Recopiez intégralement le texte fourni, sans y changer un seul mot ni un seul signe.

[TEXTE FOURNI]:
((

Ce qui est vu n’existe pas à notre esprit. Ce qui est présent est ce que l’on imagine au-delà de l’objet, au-delà de la cime des montagnes. Au-delà de l’océan. Au-delà de la ligne d’horizon. L’âme s’imagine ce qu’elle ne voit pas. Erre dans le monde des déserts. Le plaisir est le désir de cet inconnu. Il n’est jamais de ce que l’on possède. C’est en quoi l’objet devient celui du désir quand il est encore étranger à nous-mêmes. Une mécanique que l’on ne maîtrise pas. Plus encore une représentation du monde inhabituelle et inconnue.

 

Toute la différence entre un simple objet d’usage et un objet symbolique, un objet d’art, est cette quasi-impossibilité à le démonter pour en reconnaître les pièces et la procédure de montage.

))

[DONNÉES FOURNIES]:
((

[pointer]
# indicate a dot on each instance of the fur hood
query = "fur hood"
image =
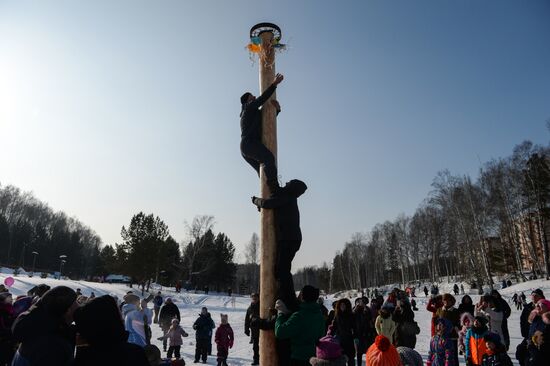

))

[RÉPONSE COMPLÈTE]:
Ce qui est vu n’existe pas à notre esprit. Ce qui est présent est ce que l’on imagine au-delà de l’objet, au-delà de la cime des montagnes. Au-delà de l’océan. Au-delà de la ligne d’horizon. L’âme s’imagine ce qu’elle ne voit pas. Erre dans le monde des déserts. Le plaisir est le désir de cet inconnu. Il n’est jamais de ce que l’on possède. C’est en quoi l’objet devient celui du désir quand il est encore étranger à nous-mêmes. Une mécanique que l’on ne maîtrise pas. Plus encore une représentation du monde inhabituelle et inconnue.

 

Toute la différence entre un simple objet d’usage et un objet symbolique, un objet d’art, est cette quasi-impossibilité à le démonter pour en reconnaître les pièces et la procédure de montage.